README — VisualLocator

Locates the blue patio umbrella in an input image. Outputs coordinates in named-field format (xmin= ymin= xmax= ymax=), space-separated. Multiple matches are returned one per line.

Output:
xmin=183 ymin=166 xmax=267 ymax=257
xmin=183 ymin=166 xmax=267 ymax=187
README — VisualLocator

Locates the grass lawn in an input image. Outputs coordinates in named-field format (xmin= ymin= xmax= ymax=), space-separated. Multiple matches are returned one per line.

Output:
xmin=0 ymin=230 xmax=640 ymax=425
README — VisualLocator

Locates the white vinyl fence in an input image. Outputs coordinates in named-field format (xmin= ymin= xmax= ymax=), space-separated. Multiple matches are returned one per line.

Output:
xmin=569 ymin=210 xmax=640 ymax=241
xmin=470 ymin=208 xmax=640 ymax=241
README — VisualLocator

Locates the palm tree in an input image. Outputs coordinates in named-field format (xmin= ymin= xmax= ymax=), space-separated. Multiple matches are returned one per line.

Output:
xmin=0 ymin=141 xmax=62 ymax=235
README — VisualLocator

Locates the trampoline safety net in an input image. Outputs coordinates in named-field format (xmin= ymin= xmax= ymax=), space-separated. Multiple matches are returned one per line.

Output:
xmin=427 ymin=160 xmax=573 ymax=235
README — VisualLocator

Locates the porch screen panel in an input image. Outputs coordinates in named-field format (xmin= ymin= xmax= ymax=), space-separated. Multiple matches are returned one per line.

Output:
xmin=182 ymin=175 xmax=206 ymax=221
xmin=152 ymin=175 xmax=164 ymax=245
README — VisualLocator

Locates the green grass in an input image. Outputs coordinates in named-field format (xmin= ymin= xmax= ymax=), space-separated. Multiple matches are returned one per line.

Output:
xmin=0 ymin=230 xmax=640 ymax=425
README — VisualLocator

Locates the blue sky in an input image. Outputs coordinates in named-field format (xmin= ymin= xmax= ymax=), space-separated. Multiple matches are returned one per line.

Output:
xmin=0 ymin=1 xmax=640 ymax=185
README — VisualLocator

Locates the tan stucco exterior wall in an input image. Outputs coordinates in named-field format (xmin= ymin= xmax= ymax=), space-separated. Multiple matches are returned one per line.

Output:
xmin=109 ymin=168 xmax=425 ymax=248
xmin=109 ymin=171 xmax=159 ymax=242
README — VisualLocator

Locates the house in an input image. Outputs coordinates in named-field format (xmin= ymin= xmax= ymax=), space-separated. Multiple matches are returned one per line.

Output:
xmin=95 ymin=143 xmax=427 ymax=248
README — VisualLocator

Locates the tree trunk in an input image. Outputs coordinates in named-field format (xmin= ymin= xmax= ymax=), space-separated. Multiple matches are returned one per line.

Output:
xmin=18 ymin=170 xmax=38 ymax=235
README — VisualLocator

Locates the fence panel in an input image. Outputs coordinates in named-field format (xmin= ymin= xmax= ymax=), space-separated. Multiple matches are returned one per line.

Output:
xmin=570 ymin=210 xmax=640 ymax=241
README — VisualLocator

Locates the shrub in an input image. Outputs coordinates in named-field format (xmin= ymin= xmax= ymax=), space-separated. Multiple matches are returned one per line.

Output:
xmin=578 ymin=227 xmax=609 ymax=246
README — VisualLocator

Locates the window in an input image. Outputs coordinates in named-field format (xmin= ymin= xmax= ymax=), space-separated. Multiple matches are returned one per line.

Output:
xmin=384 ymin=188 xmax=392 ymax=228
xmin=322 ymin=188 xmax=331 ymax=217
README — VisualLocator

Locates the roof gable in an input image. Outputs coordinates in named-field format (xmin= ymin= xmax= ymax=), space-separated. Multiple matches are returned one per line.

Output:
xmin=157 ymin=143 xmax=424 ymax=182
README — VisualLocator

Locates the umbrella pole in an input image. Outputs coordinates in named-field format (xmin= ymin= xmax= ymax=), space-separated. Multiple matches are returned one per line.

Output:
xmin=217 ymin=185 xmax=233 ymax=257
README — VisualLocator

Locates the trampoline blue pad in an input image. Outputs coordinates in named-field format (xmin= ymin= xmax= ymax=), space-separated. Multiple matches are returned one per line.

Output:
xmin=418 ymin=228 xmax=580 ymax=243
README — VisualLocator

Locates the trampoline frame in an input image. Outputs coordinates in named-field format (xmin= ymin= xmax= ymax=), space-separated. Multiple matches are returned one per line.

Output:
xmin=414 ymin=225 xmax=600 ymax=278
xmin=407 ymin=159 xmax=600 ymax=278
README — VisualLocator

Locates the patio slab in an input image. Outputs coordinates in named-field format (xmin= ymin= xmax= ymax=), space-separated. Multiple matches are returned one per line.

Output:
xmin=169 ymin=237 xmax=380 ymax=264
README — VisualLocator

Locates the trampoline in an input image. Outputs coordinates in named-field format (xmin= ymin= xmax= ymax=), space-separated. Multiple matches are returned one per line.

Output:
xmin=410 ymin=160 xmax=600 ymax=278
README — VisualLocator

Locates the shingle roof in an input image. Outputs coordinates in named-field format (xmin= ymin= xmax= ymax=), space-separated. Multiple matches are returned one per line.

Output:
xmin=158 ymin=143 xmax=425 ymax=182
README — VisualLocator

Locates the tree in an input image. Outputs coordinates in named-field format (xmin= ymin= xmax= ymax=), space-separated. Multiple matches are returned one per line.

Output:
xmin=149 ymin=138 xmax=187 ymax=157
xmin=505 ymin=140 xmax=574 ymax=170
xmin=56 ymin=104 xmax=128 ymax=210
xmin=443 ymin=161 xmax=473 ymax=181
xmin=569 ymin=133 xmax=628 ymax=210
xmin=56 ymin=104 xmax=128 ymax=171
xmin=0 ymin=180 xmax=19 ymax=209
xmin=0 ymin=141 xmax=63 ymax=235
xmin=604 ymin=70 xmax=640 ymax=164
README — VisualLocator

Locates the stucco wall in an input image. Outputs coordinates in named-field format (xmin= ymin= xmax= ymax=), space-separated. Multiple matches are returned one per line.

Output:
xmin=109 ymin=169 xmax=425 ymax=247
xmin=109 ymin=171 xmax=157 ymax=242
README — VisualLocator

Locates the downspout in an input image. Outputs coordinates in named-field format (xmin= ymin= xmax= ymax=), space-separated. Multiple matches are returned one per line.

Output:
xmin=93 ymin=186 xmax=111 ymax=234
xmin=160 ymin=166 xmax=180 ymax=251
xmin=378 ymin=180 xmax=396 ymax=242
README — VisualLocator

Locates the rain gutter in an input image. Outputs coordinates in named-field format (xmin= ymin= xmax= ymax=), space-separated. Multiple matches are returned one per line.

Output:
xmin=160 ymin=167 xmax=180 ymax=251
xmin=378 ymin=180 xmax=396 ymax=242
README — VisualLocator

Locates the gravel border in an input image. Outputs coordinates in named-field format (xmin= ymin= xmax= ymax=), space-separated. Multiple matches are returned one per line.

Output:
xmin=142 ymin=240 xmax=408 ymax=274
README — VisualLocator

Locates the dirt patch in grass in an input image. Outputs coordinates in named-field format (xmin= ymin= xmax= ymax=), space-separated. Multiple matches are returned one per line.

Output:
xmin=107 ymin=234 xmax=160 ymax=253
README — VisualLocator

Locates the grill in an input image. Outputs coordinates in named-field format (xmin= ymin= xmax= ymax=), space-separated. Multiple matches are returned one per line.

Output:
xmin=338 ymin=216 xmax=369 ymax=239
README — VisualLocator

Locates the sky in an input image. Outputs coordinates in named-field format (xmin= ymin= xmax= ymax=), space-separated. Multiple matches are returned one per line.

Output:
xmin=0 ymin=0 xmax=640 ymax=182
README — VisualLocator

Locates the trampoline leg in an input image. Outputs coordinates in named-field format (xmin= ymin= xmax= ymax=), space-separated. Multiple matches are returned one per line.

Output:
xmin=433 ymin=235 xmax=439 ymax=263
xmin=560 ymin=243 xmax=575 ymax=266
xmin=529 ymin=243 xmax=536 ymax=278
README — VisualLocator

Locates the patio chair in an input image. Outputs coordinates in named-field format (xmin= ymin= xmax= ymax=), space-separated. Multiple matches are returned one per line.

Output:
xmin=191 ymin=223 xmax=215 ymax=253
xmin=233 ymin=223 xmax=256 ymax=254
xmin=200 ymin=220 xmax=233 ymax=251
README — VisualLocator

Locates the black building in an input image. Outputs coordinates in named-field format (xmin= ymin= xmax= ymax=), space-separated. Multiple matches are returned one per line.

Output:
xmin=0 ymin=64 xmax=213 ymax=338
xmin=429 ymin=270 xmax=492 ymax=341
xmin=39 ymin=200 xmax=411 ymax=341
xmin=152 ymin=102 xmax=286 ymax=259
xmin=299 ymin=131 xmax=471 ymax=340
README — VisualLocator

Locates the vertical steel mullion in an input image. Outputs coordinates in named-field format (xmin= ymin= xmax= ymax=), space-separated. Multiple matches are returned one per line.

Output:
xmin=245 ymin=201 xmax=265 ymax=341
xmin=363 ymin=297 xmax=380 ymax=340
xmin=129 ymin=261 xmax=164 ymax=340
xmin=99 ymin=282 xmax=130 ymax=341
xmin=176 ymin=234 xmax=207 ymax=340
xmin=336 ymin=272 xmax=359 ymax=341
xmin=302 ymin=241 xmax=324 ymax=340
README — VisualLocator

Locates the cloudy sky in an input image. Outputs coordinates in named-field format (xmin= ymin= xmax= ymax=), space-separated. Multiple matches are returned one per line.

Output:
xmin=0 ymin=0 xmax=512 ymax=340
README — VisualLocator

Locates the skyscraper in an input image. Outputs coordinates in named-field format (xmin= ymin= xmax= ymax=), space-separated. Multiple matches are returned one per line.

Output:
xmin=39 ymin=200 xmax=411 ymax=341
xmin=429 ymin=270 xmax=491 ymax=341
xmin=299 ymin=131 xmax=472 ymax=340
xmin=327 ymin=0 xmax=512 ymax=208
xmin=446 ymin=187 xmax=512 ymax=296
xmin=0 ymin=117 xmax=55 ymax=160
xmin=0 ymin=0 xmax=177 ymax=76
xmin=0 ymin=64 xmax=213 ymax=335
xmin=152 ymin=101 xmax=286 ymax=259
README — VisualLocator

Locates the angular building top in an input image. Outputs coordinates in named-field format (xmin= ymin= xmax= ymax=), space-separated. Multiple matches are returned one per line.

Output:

(Short exercise)
Extract the lines of the listing above, from its first line through the line containing "xmin=0 ymin=141 xmax=62 ymax=235", inclusive, and reproduce each one verbatim.

(Task result)
README — VisualLocator

Locates the blue patio umbrella in an input image. Outputs coordinates in named-field format (xmin= ymin= xmax= ymax=), space-separated. Multiple matches are returned one per line.

Output:
xmin=183 ymin=166 xmax=267 ymax=257
xmin=183 ymin=166 xmax=267 ymax=187
README — VisualLocator

Locates the grass lawn in an input image. Outputs coordinates in named-field format (xmin= ymin= xmax= ymax=), space-separated. Multiple matches are returned one per line.

Output:
xmin=0 ymin=230 xmax=640 ymax=425
README — VisualLocator

Locates the white vinyl fence in an input image. Outputs coordinates in named-field format (xmin= ymin= xmax= ymax=), space-separated. Multiple matches are returned one per line.

Output:
xmin=569 ymin=210 xmax=640 ymax=241
xmin=470 ymin=208 xmax=640 ymax=241
README — VisualLocator

Locates the palm tree in an input image. Outputs coordinates in named-field format (xmin= ymin= xmax= ymax=), space-separated. Multiple matches are returned one per line.

Output:
xmin=0 ymin=141 xmax=62 ymax=235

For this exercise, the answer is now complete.